DOCUMENT PASSAGE:
★ ★ ★ ★

# Rome bindings, screws to short?



## stani (Jan 10, 2009)

Just got my new 390 boss's today, went to strap them on my NS evo and the screws are to short to even take at all on the binding inserts. Anybody else experienced this?


----------



## B.Gilly (Jul 23, 2008)

Seen it before. You need longer screws.


----------



## Calibre 6 (Mar 30, 2010)

stani said:


> Just got my new 390 boss's today, went to strap them on my NS evo and the screws are to short to even take at all on the binding inserts. Anybody else experienced this?


You can go to the hardware store to get longer screws. I've also seen people not use the washer on one of the screws which would then make it easier for the other screws to make contact. Then you can remove that screw and put the washer back on it. OR you can use some muscle and press down on the bindings harder.


----------



## stani (Jan 10, 2009)

Fact is it's way off. I use targas on my NS Sl no problem and these on my evo don't even come close


----------



## Calibre 6 (Mar 30, 2010)

★ ★ ★ ★

DATA BLOCK:
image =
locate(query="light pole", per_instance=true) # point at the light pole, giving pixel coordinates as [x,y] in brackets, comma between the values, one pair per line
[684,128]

★ ★ ★ ★

WHAT YOU HAVE TO DO: Extend the forum thread about Rome binding screws being too short from where it stops. The listing has no role in this work.

WRITTEN RESPONSE:
Have you tried using the Targa screws or try mounting the 390's to the SL.


----------



## DC5R (Feb 21, 2008)

If they're way off, just swing by Home Depot and pick up some longer screws. I personally haven't had any issues with Rome's screws, but my bindings are a couple seasons old.


----------



## avenged1985 (Nov 3, 2009)

stani said:


> Just got my new 390 boss's today, went to strap them on my NS evo and the screws are to short to even take at all on the binding inserts. Anybody else experienced this?


Same problem with my boss 390's. Just push down hard. Thats all i had to do to put them on my board


----------



## stani (Jan 10, 2009)

yeah my technique was to put one in without a washer then put all the others in then take that one out and washer it up


----------



## B.Gilly (Jul 23, 2008)

Seriously get new screws for it. If you have to force the bolts in then you are creating to much pressure on the bolts. Will either end up pulling the insert out or strip the insert or bolts. If this happened while riding then you have a good chance to snap your baseplate even if one bolt comes loose. Seen all of the above solutions tried and about 70 percent of them resulted in a baseplate break because one bolt came loose and caused stress on the baseplate.Just need to bump your screws up 2mm and you will be fine. Call rome and ask them I am sure they will send you longer screws or atleast tell you which one they use. Either 14mm or 16mm is what you have now.


----------



## stani (Jan 10, 2009)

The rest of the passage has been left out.